_Exercise description_
Return the data word for word. Pictures are to be omitted.

_Given records_

=== Section Start ===

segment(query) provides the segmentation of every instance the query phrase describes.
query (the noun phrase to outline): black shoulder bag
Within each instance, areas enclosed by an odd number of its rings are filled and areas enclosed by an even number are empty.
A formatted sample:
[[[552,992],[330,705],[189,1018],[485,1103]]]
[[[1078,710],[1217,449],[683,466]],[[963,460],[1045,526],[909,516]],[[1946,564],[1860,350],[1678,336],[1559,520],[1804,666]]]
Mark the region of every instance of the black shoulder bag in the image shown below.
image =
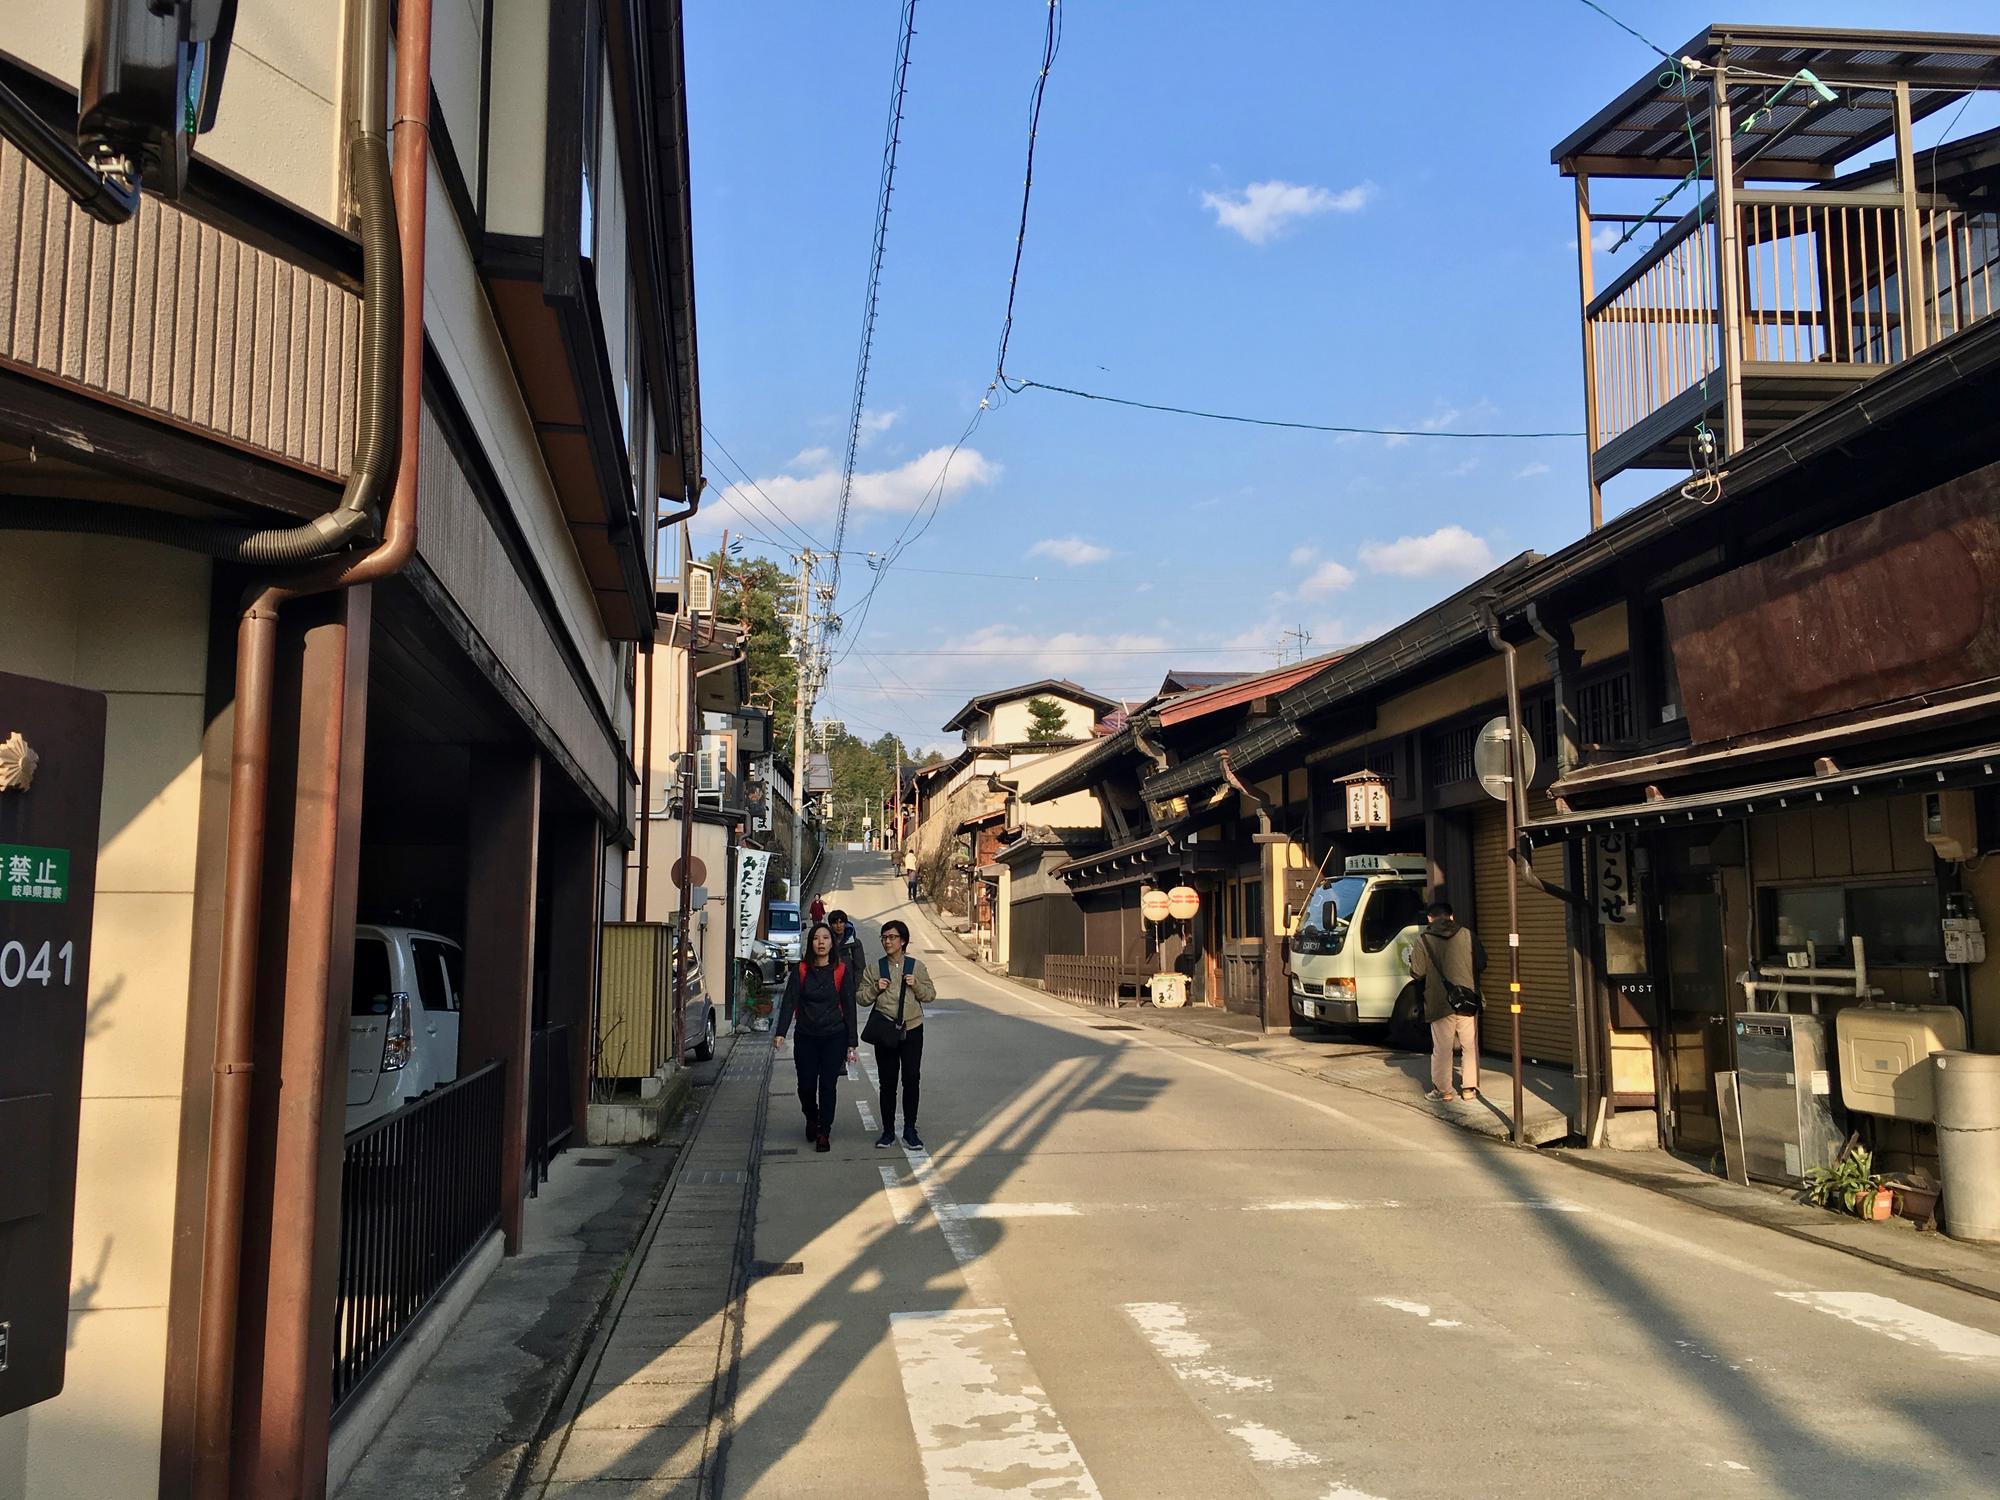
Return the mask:
[[[884,954],[878,962],[882,965],[882,977],[887,979],[889,977],[888,955]],[[902,995],[909,994],[910,976],[916,971],[917,961],[914,958],[905,958],[903,960]],[[897,1007],[898,1011],[903,1011],[904,1009],[905,1006],[902,1005]],[[903,1045],[903,1038],[909,1034],[909,1030],[910,1028],[905,1026],[901,1021],[890,1020],[888,1013],[878,1005],[868,1012],[868,1024],[861,1028],[861,1040],[871,1047],[900,1047]]]
[[[1427,932],[1419,941],[1431,956],[1431,967],[1437,971],[1438,983],[1444,986],[1445,1003],[1451,1007],[1451,1013],[1455,1016],[1476,1016],[1484,1010],[1486,1000],[1478,990],[1470,985],[1453,984],[1444,977],[1444,960],[1438,953],[1437,945],[1431,941],[1431,935]]]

=== Section End ===

_Result for this exercise_
segment(query) provides the segmentation of every instance the query phrase describes.
query (the noun phrase to outline): black shoulder bag
Within each instance, areas enclosed by an odd number of its rings are filled and areas enclosed by an even number are empty.
A formatted sample:
[[[552,992],[330,705],[189,1018],[485,1103]]]
[[[1078,710],[1217,449],[683,466]],[[963,460],[1045,526],[909,516]],[[1946,564],[1860,350],[1678,336],[1559,520],[1804,666]]]
Mark the region of every instance of the black shoulder bag in the image shown below.
image =
Return the mask:
[[[884,954],[878,962],[882,965],[882,977],[887,979],[889,977],[888,955]],[[902,995],[909,994],[910,976],[916,971],[917,961],[914,958],[905,958],[903,960]],[[897,1007],[898,1011],[903,1011],[904,1009],[905,1006],[902,1005]],[[903,1045],[903,1038],[909,1034],[909,1030],[910,1028],[905,1026],[901,1021],[890,1020],[888,1013],[878,1005],[868,1012],[868,1024],[861,1028],[861,1040],[871,1047],[900,1047]]]
[[[1427,932],[1419,941],[1431,956],[1431,967],[1437,971],[1438,983],[1444,986],[1445,1003],[1451,1007],[1451,1013],[1455,1016],[1476,1016],[1484,1010],[1486,1000],[1478,990],[1470,985],[1453,984],[1444,977],[1444,960],[1438,953],[1437,945],[1431,941],[1431,935]]]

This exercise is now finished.